--- start of RECORDS TO PROCESS ---
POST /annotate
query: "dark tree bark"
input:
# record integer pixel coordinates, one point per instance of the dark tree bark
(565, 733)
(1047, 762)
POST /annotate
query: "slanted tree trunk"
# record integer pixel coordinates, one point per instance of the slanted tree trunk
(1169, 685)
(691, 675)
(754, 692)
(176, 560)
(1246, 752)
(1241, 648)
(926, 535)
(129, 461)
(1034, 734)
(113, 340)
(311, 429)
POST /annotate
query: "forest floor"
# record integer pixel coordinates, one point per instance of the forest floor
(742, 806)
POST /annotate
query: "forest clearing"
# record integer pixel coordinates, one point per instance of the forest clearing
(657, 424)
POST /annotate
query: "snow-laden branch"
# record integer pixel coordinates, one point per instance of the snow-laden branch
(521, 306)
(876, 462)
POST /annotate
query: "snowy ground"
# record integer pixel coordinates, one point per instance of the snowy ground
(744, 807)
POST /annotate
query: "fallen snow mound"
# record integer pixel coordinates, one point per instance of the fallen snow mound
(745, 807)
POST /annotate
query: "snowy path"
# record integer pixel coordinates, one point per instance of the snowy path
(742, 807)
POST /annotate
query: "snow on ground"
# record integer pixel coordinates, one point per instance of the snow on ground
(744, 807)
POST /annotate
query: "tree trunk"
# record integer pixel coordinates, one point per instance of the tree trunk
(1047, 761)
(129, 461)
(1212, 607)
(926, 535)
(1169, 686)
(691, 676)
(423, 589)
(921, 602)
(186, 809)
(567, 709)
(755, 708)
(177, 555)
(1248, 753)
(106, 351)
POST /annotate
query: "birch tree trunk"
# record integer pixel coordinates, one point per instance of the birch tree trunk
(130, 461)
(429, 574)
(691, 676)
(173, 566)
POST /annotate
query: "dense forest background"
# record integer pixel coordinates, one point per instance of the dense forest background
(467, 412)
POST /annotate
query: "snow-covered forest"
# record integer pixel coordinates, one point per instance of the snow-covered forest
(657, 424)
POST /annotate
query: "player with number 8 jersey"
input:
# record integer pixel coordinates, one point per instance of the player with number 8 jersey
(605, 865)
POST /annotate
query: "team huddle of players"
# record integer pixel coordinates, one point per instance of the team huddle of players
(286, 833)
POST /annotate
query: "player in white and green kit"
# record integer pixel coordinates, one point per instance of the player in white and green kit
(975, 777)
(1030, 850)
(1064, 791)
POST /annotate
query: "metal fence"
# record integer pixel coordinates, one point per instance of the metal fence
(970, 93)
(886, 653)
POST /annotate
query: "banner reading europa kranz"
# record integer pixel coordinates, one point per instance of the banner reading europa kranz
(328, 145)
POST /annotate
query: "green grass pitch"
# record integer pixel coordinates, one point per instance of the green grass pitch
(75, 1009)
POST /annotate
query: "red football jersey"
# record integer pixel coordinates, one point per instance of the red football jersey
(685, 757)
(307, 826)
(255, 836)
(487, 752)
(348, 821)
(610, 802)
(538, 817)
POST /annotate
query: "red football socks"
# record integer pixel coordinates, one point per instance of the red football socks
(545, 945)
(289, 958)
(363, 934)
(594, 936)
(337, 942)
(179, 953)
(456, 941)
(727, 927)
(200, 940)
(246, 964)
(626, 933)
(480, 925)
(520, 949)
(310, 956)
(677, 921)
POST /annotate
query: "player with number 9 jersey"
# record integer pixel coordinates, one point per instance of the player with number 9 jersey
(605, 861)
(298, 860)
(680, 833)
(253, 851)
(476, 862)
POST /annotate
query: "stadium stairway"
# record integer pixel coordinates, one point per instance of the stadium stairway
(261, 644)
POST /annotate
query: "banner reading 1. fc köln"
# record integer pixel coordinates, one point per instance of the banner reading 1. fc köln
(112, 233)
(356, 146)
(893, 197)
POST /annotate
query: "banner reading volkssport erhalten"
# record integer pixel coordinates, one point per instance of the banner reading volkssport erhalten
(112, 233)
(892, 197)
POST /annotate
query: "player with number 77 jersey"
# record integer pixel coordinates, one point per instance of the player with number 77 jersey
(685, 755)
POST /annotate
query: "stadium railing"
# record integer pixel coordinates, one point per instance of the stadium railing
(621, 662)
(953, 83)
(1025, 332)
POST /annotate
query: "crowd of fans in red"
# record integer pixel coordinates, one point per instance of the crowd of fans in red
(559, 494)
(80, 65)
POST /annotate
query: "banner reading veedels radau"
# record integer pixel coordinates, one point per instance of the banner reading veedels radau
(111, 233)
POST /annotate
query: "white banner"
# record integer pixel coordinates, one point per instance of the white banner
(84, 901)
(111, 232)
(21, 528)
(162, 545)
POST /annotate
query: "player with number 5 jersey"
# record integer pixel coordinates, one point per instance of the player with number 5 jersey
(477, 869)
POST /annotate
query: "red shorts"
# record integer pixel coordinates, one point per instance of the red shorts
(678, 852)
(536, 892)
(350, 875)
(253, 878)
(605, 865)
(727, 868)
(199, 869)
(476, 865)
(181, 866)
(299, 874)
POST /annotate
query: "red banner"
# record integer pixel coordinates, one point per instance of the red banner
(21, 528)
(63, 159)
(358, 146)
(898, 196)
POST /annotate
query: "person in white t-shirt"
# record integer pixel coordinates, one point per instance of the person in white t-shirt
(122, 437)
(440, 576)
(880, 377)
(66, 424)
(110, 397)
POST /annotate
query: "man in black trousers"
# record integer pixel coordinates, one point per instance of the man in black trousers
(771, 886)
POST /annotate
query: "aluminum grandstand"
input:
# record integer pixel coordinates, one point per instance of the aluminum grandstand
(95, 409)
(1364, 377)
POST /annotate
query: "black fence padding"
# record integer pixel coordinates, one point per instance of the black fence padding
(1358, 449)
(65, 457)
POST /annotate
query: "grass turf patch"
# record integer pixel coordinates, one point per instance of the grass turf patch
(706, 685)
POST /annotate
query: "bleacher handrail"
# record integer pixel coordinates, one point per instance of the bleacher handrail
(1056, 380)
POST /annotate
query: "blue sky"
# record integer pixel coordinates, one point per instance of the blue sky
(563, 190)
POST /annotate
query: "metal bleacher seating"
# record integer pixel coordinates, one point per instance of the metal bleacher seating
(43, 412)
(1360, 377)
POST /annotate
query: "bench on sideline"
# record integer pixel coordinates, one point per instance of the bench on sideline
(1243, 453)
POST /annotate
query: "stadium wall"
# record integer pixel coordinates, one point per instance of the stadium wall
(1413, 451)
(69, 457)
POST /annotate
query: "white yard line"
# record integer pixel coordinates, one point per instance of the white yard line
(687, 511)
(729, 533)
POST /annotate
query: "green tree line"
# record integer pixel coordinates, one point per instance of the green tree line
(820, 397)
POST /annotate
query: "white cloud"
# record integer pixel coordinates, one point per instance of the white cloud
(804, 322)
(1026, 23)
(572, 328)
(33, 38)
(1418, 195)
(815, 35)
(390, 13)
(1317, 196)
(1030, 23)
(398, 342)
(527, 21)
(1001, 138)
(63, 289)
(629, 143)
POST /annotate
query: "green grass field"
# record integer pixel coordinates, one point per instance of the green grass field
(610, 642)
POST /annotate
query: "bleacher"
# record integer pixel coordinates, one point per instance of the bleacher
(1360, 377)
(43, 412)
--- end of RECORDS TO PROCESS ---
EXERCISE INSTRUCTIONS
Rewrite the records from their start through the line with "(1047, 762)", both ends included, with the requests unchanged and every coordinate in the answers multiplied by 2.15 and rounded to a whole number, halves rounded up.

SOLUTION TO THIS TASK
POST /annotate
query: "dark tree bark"
input:
# record integer pixel coordinates, one point per instance of the dark tree bark
(1215, 1576)
(2251, 1638)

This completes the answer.